**DOCUMENT PASSAGE**
■ ■ ■ ■ ■ ■ ■

The articles can be amended if
It passes a special resolution (>75% of the vote required)
It complies with company legislation
The amendment is made in good faith and for the benefit as a company for a whole
Remember that the right of minority shareholders still apply
What is the entrenchment provision of the articles?
Articles can be stretched ie require more than special resolution to amend eg 80% voting of the shareholders
The entrenchment has to be agreed on incorporation, or by amendment of the articles agreed by all members of the company
Why do people purchase shares in a company?
Purchasing shares gives investors the possibility of:
Receiving dividends
Mak8ng a profitable return on the selling of shares
Influencing the company through control
How do you become a shareholder and how does a company register these shareholders?
Register of members
When A company is incorporated, the names of the first shareholders afde included in the register of members
The company needs to maintain the register with the name and address of ever shareholder, plus the extent of their shareholding (CA 2006, s113)
The company does not have to make the register public, but needs to inform CH where it is kept
There are two ways shares can be purchased
Purchasing direct from the company when shares are issued
Potential purchasers can apply to purchase shares from a company (known as making an offer)

■ ■ ■ ■ ■ ■ ■

**THE EXERCISE**
From the notes on company articles and shareholders, extract the passage starting with "It complies with" and going on through "register these shareholders?".

**MATERIAL**
■ ■ ■ ■ ■ ■ ■

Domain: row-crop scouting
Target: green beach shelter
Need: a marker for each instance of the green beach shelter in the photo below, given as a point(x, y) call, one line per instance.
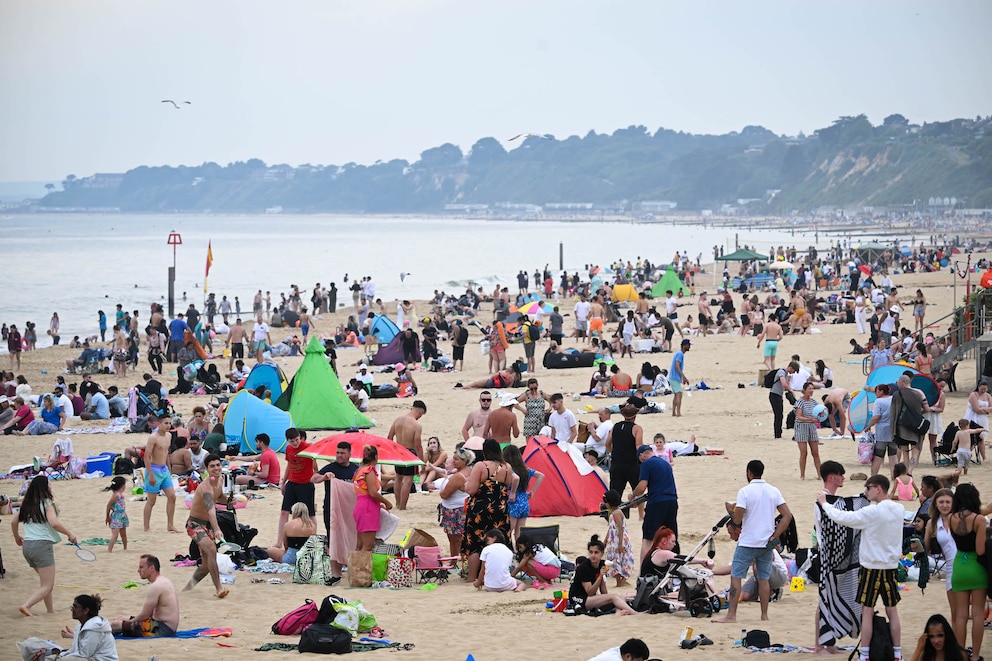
point(315, 397)
point(669, 281)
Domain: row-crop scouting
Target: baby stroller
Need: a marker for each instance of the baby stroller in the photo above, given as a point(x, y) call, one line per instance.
point(691, 583)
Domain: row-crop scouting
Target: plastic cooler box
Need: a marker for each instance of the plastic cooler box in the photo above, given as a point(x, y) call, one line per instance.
point(102, 462)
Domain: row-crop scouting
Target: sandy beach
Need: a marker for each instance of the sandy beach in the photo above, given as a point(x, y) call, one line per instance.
point(455, 620)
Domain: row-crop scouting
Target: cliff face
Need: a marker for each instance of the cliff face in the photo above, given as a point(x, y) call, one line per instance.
point(848, 164)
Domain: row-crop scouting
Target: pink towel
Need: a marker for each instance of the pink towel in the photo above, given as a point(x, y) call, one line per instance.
point(343, 536)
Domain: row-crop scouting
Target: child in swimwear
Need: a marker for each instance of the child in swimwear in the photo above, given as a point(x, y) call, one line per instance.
point(117, 513)
point(903, 487)
point(494, 573)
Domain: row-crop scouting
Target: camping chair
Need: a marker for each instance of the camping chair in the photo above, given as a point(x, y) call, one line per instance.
point(431, 566)
point(546, 536)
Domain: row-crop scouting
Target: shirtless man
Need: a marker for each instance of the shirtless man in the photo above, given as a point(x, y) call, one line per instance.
point(158, 477)
point(502, 422)
point(475, 422)
point(236, 340)
point(203, 528)
point(159, 617)
point(772, 335)
point(406, 431)
point(120, 352)
point(704, 314)
point(837, 400)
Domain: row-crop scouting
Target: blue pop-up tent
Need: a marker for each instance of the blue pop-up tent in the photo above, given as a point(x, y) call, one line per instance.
point(247, 416)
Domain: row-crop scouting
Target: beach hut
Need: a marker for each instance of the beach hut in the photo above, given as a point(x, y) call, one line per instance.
point(384, 329)
point(571, 487)
point(628, 293)
point(315, 397)
point(669, 281)
point(393, 352)
point(247, 416)
point(269, 375)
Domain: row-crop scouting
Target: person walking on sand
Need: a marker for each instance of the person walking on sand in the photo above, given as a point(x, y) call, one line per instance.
point(260, 337)
point(406, 430)
point(753, 520)
point(879, 552)
point(772, 335)
point(236, 341)
point(117, 513)
point(159, 616)
point(41, 532)
point(202, 526)
point(678, 378)
point(158, 478)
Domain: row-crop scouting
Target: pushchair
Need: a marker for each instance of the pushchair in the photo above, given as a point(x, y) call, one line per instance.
point(692, 584)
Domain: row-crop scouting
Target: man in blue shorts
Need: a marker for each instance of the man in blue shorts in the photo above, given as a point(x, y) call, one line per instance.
point(754, 516)
point(158, 477)
point(677, 377)
point(662, 508)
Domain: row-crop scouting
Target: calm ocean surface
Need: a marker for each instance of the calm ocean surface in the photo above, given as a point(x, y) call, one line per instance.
point(78, 264)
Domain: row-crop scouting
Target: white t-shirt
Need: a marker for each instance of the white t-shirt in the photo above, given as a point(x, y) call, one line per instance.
point(760, 502)
point(561, 424)
point(498, 558)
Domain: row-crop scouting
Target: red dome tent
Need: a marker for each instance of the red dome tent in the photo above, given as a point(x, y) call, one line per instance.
point(566, 491)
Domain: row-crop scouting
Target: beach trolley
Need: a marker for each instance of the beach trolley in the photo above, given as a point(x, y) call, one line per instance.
point(691, 585)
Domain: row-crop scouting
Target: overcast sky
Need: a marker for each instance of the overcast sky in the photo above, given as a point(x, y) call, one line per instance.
point(333, 81)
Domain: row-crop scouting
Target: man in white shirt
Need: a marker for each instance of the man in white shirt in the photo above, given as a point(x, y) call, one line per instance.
point(598, 432)
point(754, 516)
point(581, 311)
point(879, 551)
point(564, 427)
point(64, 402)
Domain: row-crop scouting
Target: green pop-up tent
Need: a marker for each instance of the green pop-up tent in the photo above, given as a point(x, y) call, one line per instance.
point(315, 397)
point(669, 281)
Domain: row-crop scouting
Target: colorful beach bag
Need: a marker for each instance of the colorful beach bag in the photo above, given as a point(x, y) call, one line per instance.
point(399, 572)
point(297, 620)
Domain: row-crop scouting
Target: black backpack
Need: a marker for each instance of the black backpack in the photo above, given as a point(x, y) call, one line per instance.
point(881, 648)
point(325, 639)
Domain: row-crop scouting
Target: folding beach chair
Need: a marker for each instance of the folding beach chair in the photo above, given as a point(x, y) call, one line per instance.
point(58, 466)
point(546, 536)
point(431, 565)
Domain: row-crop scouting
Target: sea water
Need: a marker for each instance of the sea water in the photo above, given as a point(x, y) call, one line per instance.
point(78, 264)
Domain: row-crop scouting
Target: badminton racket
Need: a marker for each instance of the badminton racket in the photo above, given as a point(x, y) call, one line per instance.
point(84, 554)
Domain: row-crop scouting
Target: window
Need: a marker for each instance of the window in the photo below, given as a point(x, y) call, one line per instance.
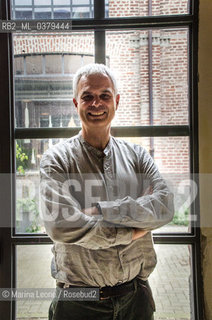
point(153, 51)
point(47, 9)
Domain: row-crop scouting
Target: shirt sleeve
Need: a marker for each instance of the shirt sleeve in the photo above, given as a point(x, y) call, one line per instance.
point(147, 212)
point(62, 216)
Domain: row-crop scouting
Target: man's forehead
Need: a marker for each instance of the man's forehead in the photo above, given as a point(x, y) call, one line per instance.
point(95, 81)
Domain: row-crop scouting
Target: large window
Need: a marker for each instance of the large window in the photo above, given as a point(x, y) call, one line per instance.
point(152, 48)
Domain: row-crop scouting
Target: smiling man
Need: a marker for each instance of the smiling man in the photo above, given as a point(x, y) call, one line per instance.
point(101, 197)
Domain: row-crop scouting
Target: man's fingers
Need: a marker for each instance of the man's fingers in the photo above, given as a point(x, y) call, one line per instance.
point(138, 233)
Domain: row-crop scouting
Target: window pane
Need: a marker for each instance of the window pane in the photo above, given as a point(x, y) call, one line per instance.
point(171, 282)
point(53, 64)
point(33, 65)
point(80, 2)
point(42, 2)
point(172, 161)
point(43, 82)
point(28, 155)
point(33, 271)
point(42, 13)
point(62, 13)
point(61, 2)
point(81, 12)
point(130, 56)
point(171, 155)
point(19, 65)
point(136, 8)
point(23, 2)
point(23, 13)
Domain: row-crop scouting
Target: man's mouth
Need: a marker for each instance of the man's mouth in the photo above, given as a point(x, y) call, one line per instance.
point(96, 114)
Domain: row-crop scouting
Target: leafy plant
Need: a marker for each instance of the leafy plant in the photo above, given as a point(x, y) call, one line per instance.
point(181, 218)
point(29, 205)
point(21, 160)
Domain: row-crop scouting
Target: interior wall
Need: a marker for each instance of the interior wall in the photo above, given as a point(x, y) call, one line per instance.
point(205, 147)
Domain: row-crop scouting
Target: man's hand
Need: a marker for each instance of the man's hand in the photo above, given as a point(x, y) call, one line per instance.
point(93, 211)
point(138, 233)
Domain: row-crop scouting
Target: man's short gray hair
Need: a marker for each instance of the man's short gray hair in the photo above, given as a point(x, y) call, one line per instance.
point(93, 68)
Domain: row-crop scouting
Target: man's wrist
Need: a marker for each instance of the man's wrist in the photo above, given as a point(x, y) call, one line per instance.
point(98, 208)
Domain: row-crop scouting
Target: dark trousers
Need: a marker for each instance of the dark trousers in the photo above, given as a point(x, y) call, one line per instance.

■ ■ ■ ■ ■ ■ ■

**SOLUTION**
It complies with company legislation
The amendment is made in good faith and for the benefit as a company for a whole
Remember that the right of minority shareholders still apply
What is the entrenchment provision of the articles?
Articles can be stretched ie require more than special resolution to amend eg 80% voting of the shareholders
The entrenchment has to be agreed on incorporation, or by amendment of the articles agreed by all members of the company
Why do people purchase shares in a company?
Purchasing shares gives investors the possibility of:
Receiving dividends
Mak8ng a profitable return on the selling of shares
Influencing the company through control
How do you become a shareholder and how does a company register these shareholders?